▶ What you need to do:
Look for "Target: sky" in the listing below, then copy exactly the line it appears in and all lines after it to the end, and nothing more.

▶ Data provided:
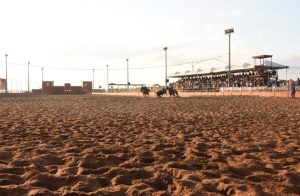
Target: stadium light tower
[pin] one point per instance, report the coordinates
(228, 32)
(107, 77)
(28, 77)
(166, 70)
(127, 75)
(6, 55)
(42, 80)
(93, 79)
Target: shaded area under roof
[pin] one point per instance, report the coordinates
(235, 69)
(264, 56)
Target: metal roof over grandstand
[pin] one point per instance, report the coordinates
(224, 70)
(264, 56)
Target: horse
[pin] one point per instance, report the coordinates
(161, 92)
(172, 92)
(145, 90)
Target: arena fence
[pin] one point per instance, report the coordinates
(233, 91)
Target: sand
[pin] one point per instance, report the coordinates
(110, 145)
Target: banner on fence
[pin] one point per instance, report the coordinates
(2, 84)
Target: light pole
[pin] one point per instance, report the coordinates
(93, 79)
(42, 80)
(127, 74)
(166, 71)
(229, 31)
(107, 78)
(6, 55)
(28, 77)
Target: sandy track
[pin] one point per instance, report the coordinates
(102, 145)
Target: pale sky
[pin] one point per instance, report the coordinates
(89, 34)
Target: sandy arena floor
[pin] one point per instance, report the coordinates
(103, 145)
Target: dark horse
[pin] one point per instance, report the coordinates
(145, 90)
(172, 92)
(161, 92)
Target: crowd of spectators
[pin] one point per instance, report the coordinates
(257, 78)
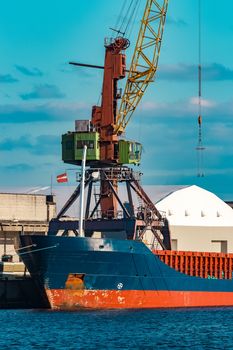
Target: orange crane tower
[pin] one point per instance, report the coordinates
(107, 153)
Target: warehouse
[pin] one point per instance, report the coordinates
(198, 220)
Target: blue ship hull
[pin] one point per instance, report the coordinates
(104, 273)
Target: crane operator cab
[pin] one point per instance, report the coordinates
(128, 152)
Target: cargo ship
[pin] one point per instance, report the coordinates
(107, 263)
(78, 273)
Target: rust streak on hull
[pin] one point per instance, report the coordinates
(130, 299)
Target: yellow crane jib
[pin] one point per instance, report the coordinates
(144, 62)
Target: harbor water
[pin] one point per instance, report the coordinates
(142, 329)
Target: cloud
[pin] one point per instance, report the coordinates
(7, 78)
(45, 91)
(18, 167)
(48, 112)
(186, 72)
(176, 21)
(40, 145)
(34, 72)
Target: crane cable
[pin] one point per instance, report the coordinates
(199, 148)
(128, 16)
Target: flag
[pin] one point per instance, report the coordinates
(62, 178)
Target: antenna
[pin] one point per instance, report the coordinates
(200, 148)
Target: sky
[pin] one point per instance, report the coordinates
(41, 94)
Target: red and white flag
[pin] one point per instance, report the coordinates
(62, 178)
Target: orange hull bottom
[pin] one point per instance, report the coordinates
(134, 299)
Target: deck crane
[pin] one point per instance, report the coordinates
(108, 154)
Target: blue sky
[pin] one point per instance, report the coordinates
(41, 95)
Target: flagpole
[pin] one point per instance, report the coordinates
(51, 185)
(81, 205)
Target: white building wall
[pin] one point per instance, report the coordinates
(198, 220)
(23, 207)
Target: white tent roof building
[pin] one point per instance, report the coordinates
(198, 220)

▶ Solution to this task:
Target: sky
[pin] one point per instance, report the coordinates
(41, 94)
Target: red and white flag
[pin] one point per instance, report the coordinates
(62, 178)
Target: orange hull bottom
[pin] one point per instance, report the coordinates
(134, 299)
Target: deck crane
[pin] one point per instance, report the coordinates
(108, 154)
Target: blue sky
[pin] one point per instance, report the coordinates
(41, 95)
Target: flagpole
[pin] one point per instance, report the coordinates
(51, 185)
(81, 205)
Target: white building wall
[pin] one point per instance, report the coordinates
(198, 220)
(23, 207)
Target: white tent roof building
[pin] one point per instance, report the coordinates
(198, 220)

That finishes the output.